*** Text section ***

Amazons – Real Warrior Women or Ancient Myth?

Stories of beautiful and bloodthirsty female warrior women thundering across arid battlefields have been told, re-told and speculated over for thousands of years and by many cultures. Greek myths are filled with tales of the Amazons and their exploits, love affairs and battles with Olympian gods like Zeus, Ares and Hera.
The myths of the Amazons are a significant part of human culture. The Amazon myth was embraced by Greece, and from there spread all over the world. They were the earliest symbols of a society’s fear of feminism. They questioned the order of life and rose against it. They would not allow themselves to be treated as less than human. Queen Penthesilea said it was the best when she was quoted at Troy, saying, “Not in strength are we inferior to men; the same our eyes, our limbs the same; one common light we see, one air we breathe; nor different is the food we eat. What then denied to us hath heaven on man bestowed.”
Historically, Amazons were portrayed as beautiful women in Amazonomachies, which was an artform showing battles between the Amazons and Greeks.

*** End of Text section ***

Can you turn the paragraph of the Amazons text that begins "The myths of the Amazons are a significant part" into a short bulleted list that keeps its main facts? Rely on nothing beyond the text about the Amazons.

*** Excerpted records ***

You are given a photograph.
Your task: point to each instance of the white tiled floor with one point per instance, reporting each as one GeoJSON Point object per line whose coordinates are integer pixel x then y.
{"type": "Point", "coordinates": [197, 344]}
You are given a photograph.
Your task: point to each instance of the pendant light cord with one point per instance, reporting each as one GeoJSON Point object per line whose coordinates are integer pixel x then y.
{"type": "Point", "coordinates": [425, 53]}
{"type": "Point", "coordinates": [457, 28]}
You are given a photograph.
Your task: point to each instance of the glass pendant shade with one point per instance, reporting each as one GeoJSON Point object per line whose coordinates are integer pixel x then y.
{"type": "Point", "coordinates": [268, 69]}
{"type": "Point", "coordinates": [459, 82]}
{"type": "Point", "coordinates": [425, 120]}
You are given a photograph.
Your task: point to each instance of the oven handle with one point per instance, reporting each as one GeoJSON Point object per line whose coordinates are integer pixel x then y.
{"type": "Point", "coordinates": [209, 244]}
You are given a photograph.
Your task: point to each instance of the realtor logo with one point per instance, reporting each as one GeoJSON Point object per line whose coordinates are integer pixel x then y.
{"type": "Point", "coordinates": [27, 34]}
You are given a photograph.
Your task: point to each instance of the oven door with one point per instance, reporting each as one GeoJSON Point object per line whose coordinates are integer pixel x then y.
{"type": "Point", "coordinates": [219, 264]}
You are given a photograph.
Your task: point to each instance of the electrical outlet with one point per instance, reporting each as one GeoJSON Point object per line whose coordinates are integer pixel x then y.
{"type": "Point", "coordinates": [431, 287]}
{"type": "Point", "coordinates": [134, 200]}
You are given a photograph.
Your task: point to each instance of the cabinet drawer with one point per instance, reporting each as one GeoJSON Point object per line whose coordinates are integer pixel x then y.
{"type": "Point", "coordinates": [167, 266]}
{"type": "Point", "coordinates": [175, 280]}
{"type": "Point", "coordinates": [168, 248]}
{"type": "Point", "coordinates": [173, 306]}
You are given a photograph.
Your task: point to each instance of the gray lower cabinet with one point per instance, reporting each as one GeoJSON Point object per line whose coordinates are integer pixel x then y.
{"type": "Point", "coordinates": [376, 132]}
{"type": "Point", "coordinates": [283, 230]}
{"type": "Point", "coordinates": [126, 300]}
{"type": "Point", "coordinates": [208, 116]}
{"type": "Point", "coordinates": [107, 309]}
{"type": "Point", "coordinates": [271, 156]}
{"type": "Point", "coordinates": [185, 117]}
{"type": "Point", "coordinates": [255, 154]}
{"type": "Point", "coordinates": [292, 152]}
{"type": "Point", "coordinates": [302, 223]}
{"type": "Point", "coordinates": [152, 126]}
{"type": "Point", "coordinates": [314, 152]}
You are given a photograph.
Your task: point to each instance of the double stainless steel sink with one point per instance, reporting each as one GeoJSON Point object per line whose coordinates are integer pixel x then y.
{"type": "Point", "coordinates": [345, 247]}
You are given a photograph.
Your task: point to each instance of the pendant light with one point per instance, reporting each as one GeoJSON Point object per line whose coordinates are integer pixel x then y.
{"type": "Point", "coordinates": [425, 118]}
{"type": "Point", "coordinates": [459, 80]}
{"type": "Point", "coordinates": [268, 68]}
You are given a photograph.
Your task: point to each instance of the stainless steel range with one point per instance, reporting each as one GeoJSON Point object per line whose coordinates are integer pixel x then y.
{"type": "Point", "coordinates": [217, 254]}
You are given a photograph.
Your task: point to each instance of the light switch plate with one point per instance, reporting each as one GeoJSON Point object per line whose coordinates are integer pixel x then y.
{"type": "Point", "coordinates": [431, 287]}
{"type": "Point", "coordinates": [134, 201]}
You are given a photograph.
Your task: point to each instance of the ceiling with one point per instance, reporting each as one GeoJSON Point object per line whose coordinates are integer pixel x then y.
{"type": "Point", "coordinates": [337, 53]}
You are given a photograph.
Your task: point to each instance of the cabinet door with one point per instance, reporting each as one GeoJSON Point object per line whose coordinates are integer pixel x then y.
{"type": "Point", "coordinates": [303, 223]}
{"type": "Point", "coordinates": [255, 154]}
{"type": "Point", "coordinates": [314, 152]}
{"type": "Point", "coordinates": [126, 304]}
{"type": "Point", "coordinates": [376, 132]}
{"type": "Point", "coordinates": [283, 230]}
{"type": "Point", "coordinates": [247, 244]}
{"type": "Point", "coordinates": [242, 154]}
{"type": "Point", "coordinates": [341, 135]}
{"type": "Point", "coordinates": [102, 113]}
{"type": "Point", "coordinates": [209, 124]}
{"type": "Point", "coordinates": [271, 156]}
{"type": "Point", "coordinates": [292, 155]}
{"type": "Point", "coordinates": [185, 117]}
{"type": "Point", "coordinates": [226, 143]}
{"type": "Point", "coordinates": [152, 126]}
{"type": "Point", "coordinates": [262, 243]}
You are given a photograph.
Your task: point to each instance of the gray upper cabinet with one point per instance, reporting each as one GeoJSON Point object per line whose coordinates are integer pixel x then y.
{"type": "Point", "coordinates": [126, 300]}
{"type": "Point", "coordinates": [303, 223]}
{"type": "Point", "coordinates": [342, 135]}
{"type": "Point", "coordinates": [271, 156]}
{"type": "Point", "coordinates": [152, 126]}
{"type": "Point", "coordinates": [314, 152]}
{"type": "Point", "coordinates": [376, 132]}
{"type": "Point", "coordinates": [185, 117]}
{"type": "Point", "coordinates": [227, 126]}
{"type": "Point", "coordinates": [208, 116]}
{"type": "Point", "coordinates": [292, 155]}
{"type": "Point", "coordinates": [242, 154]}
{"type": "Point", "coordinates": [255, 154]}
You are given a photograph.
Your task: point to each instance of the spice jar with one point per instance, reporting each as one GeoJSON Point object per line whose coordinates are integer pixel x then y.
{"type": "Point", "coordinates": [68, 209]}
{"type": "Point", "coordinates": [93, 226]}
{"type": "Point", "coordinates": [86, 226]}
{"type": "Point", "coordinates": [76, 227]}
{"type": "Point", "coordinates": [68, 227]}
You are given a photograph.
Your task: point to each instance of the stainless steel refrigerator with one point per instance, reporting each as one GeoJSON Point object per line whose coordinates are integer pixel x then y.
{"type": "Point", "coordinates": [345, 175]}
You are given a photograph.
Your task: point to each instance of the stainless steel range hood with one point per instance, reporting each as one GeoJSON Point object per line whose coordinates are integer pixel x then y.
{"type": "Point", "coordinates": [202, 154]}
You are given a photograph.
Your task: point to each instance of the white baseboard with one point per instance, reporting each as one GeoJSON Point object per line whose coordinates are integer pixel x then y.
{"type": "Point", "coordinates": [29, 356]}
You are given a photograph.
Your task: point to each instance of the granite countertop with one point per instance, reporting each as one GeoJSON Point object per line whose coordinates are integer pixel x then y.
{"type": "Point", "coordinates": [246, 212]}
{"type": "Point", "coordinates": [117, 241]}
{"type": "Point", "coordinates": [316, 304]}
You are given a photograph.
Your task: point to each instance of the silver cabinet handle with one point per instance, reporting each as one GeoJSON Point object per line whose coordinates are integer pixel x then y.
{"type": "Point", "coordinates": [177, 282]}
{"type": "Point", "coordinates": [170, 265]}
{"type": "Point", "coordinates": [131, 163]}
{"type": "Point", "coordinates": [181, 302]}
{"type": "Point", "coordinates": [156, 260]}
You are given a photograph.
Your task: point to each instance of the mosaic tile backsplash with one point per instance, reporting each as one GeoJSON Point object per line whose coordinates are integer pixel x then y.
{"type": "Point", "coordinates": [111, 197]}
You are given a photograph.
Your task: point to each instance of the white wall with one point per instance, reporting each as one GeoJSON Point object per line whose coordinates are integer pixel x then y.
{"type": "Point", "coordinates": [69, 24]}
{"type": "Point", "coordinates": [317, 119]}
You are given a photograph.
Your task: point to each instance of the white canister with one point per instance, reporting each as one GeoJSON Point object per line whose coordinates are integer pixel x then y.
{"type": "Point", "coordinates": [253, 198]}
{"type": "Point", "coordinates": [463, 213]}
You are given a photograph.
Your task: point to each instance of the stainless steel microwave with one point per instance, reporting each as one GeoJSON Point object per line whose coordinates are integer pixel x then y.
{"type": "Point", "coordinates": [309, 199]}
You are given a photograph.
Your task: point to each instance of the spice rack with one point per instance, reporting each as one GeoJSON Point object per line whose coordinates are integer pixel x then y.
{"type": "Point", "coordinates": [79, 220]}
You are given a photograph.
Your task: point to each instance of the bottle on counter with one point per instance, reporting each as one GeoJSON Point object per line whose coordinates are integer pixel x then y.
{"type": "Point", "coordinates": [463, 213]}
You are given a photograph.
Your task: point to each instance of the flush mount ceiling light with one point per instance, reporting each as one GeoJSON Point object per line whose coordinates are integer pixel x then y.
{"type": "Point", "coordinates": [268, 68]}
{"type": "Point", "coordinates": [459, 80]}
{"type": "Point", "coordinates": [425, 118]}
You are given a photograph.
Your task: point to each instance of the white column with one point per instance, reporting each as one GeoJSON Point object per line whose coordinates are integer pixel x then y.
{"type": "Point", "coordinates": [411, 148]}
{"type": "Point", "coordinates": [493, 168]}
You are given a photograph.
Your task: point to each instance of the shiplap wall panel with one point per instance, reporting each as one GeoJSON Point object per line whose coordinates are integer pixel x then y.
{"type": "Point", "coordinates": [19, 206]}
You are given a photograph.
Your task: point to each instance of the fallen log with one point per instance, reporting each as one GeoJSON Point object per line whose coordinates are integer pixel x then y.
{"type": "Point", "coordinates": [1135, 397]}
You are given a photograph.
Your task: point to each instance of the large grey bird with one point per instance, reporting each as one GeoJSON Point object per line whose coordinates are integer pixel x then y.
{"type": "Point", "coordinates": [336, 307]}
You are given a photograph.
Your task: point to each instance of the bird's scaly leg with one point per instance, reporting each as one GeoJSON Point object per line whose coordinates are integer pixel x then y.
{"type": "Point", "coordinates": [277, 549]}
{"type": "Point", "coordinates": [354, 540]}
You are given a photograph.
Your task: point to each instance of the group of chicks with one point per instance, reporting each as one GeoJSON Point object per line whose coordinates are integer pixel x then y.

*** End of Excerpted records ***

__Task output__
- Amazon myths are a significant part of human culture.
- Greece embraced the myth, and it spread from there all over the world.
- The Amazons were the earliest symbols of a society's fear of feminism.
- They questioned the order of life, rose against it, and refused to be treated as less than human.
- At Troy, Queen Penthesilea was quoted as saying that women are not inferior to men in strength. She said they share the same eyes, limbs, light, air and food, and she asked what heaven had given men that it denied women.